WHAT TO DO =>
Echo the stretch of data from its very start through the line containing "(1185, 206)", copying every line word for word.

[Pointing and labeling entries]
begin
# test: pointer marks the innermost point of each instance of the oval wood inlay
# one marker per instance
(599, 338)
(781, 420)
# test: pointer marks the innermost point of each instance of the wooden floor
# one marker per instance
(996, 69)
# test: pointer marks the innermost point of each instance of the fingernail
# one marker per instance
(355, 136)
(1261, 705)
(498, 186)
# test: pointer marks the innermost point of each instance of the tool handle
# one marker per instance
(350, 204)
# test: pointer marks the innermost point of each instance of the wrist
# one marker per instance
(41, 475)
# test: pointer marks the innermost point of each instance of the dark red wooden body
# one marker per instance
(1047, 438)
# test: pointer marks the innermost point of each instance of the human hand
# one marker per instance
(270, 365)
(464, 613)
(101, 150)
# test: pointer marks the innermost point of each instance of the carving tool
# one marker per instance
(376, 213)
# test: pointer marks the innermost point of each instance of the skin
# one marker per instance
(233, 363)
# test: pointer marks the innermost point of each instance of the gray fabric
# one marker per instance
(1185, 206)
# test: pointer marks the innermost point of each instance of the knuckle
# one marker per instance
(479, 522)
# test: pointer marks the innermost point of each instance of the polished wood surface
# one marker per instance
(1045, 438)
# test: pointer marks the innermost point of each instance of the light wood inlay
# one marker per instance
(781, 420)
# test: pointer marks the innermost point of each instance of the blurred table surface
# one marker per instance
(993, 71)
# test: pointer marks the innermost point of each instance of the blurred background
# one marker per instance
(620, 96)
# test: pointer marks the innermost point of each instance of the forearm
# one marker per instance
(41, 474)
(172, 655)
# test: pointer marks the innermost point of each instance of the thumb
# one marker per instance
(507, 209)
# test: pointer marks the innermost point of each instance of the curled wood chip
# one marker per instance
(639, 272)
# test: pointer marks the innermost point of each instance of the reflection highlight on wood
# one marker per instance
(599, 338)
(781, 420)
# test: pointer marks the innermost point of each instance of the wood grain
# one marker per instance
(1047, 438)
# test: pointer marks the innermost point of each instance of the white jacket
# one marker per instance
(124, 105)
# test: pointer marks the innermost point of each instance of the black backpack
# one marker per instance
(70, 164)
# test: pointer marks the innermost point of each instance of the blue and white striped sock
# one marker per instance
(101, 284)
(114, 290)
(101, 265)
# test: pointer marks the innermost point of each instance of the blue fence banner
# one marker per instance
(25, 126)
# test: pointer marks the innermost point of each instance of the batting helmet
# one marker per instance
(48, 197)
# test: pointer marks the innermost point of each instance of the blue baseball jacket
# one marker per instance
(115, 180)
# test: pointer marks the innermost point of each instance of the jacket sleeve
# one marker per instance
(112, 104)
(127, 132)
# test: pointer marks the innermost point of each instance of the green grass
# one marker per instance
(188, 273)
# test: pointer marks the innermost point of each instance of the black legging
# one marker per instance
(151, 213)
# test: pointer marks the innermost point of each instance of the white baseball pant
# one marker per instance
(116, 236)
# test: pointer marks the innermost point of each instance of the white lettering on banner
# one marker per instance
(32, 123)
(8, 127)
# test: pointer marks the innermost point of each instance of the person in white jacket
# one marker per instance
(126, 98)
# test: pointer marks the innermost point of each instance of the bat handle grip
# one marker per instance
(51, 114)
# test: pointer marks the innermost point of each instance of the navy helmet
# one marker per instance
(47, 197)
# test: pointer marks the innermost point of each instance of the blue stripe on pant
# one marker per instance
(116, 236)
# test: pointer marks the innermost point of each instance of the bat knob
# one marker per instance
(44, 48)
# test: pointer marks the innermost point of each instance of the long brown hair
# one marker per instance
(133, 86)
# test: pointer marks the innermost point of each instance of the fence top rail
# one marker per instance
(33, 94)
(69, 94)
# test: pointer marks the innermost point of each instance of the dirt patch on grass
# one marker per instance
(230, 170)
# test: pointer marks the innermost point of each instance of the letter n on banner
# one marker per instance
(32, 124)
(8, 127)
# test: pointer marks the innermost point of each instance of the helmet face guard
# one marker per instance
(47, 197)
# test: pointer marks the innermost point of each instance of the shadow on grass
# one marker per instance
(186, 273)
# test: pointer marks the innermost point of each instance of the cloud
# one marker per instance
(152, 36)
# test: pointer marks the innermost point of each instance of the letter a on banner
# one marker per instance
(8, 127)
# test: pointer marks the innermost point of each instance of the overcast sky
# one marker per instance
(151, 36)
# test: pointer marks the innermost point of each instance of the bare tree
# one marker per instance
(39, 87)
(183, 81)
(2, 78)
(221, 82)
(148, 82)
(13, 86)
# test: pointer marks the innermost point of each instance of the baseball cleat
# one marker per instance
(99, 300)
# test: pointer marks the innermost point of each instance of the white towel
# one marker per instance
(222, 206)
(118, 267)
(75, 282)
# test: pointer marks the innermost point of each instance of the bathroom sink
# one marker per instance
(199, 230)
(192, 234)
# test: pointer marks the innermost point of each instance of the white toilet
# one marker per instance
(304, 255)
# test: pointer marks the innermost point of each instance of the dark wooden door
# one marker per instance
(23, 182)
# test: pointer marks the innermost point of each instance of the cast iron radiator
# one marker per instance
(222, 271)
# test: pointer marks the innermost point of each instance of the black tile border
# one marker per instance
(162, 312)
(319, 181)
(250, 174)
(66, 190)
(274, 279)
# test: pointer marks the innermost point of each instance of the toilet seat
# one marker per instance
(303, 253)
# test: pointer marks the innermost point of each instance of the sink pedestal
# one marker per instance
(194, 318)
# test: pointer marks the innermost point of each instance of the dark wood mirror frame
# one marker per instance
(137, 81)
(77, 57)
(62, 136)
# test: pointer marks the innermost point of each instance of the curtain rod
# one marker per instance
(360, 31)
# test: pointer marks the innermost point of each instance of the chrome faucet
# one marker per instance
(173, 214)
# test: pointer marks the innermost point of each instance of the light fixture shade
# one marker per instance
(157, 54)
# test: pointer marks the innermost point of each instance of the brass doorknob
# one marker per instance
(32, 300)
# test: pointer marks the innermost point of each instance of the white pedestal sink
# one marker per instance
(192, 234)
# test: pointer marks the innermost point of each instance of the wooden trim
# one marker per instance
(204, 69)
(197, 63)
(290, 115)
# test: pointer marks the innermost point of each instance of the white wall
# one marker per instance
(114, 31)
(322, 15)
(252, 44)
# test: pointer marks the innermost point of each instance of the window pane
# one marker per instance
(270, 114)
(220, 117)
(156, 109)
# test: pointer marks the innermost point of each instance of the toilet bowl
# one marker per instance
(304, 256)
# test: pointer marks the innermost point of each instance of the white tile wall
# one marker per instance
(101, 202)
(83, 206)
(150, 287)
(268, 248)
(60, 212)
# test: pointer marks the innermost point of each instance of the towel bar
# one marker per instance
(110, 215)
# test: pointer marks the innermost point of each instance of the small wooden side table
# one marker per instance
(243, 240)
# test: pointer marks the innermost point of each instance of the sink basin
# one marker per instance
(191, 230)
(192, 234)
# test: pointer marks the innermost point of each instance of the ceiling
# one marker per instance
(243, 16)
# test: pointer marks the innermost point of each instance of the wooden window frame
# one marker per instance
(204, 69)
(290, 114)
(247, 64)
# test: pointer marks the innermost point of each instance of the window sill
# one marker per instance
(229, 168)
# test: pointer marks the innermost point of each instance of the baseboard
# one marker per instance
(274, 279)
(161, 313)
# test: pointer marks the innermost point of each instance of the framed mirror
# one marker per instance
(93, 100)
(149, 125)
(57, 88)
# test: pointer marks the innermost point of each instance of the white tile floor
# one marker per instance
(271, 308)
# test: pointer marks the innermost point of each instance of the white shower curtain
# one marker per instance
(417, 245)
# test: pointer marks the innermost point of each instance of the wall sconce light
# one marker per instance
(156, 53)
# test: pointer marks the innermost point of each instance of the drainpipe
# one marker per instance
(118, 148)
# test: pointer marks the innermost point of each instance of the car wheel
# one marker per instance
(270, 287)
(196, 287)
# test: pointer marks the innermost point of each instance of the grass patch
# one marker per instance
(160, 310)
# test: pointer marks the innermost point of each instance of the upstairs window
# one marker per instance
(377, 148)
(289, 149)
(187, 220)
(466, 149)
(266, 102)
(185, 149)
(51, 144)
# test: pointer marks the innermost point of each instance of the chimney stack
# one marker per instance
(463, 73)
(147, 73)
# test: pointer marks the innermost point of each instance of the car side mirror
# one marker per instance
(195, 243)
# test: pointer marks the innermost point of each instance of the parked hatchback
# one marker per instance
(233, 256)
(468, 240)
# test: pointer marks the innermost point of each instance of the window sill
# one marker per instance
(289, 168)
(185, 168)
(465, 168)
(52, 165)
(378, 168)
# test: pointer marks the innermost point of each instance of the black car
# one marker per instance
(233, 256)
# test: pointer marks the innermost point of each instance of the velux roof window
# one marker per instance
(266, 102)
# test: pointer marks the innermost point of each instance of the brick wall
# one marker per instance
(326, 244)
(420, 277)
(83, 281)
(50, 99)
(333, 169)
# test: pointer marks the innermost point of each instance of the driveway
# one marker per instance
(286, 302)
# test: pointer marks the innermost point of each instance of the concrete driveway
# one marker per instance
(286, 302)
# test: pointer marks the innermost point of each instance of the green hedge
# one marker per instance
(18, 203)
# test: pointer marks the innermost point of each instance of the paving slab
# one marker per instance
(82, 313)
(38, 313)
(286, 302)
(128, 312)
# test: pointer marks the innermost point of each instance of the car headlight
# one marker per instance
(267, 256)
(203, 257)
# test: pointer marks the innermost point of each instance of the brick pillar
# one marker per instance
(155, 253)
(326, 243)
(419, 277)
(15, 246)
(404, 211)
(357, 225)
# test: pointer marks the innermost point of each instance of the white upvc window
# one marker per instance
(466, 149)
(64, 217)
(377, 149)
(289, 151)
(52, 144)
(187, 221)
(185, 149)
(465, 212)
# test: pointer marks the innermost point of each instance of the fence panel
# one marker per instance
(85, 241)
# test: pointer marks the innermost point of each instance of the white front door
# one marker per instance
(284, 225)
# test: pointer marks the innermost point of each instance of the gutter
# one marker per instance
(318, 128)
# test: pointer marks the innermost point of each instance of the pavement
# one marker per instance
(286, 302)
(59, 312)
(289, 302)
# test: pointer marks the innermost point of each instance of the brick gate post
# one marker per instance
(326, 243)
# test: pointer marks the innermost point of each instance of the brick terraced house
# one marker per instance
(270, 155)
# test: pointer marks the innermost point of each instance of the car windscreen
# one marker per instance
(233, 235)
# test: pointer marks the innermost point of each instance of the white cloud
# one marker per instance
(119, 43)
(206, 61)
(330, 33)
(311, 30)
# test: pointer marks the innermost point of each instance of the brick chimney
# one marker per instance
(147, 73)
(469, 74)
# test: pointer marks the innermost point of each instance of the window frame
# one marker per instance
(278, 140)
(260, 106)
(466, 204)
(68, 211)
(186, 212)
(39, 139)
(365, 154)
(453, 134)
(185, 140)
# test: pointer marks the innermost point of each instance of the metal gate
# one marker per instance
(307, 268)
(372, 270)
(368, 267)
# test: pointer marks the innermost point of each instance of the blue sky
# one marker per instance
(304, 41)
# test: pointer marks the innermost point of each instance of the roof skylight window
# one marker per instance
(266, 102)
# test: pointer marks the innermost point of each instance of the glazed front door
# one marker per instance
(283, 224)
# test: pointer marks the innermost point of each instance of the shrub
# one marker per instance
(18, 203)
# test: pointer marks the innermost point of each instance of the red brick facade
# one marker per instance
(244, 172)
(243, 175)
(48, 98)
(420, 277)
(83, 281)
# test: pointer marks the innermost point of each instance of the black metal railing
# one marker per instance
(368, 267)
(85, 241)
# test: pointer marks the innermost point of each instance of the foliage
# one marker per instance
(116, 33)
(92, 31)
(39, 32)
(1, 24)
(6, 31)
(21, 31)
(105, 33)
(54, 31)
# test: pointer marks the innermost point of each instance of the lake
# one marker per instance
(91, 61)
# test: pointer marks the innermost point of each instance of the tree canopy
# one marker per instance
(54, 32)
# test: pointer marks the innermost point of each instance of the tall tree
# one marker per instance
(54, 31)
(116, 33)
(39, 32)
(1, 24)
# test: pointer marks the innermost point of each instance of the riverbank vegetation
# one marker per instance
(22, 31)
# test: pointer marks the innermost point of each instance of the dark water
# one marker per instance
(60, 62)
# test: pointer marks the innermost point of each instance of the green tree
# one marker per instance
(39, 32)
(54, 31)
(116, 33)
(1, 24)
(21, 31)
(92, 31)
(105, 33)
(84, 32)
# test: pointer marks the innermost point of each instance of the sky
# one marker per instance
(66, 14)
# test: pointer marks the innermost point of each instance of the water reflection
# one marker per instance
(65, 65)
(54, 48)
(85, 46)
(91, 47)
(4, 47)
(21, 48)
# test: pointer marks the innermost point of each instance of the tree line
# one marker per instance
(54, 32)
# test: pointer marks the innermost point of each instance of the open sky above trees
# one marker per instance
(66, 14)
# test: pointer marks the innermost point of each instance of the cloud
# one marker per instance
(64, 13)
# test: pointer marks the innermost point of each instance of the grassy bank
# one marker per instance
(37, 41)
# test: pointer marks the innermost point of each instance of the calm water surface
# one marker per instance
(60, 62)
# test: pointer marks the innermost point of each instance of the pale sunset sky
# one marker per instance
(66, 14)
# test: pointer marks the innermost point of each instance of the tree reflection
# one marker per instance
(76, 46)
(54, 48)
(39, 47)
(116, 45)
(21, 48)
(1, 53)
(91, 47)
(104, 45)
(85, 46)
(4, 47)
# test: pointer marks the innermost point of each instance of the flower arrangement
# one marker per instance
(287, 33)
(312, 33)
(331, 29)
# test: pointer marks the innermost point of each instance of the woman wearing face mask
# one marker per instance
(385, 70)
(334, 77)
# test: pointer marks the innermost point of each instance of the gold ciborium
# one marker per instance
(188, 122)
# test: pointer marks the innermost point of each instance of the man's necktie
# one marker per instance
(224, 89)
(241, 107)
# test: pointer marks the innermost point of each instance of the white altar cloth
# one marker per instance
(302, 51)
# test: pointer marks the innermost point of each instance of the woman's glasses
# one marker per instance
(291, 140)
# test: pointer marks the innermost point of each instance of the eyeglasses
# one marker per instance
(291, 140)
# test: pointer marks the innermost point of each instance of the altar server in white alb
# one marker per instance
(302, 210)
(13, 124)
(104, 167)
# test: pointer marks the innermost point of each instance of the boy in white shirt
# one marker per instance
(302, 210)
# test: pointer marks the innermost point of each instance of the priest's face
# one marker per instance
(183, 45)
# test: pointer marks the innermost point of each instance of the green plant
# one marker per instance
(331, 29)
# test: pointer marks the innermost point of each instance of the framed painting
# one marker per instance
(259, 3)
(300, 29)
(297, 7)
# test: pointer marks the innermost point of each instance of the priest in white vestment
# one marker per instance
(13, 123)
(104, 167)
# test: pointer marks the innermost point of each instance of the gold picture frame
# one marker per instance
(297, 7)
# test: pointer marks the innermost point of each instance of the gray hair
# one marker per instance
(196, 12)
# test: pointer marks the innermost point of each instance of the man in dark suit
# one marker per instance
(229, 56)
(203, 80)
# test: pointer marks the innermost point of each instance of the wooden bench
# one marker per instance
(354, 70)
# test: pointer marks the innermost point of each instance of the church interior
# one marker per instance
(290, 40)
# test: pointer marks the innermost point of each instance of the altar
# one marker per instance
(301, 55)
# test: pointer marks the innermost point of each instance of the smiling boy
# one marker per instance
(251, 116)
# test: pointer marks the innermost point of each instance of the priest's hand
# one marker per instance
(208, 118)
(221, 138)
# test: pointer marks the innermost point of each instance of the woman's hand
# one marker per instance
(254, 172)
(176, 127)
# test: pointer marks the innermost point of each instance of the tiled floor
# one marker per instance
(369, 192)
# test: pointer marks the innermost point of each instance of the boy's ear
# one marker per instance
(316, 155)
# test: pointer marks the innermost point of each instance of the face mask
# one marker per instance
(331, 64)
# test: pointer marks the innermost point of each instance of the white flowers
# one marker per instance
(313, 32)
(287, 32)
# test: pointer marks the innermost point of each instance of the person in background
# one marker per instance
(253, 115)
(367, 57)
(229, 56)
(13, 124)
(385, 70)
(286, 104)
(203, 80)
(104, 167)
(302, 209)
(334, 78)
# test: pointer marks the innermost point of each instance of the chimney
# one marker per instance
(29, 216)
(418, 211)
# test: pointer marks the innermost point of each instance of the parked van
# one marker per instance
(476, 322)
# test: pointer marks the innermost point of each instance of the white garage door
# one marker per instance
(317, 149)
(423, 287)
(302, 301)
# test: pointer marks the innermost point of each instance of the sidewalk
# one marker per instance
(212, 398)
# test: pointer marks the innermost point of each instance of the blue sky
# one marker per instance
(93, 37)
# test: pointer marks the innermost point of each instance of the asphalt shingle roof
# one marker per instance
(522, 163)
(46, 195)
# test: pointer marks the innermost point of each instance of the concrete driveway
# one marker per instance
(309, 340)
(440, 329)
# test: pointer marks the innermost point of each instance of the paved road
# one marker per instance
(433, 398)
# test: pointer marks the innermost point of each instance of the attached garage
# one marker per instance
end
COMPLETED EXERCISE =>
# test: pointer marks the innermost point of each instance of the oval wood inlay
# one marker per instance
(599, 338)
(781, 420)
# test: pointer marks the innermost point of each instance of the wooden floor
# one marker per instance
(996, 69)
# test: pointer marks the innermost point of each instance of the fingernail
# one marker per instance
(355, 136)
(1261, 705)
(498, 186)
# test: pointer marks the innermost point of each instance of the tool handle
# one marker per instance
(350, 204)
# test: pointer marks the innermost point of each instance of the wrist
# one marker per instance
(41, 475)
# test: pointer marks the innermost point of each instance of the dark red wooden body
# one marker per instance
(1047, 438)
# test: pointer marks the innermost point of each instance of the human hand
# one marker per instance
(270, 365)
(464, 613)
(101, 150)
# test: pointer marks the innermost point of each instance of the carving tool
# one marker per instance
(376, 213)
# test: pointer marks the innermost point of each instance of the skin
# one marker per instance
(233, 363)
# test: pointer marks the innermost point of each instance of the gray fabric
# one marker per instance
(1185, 206)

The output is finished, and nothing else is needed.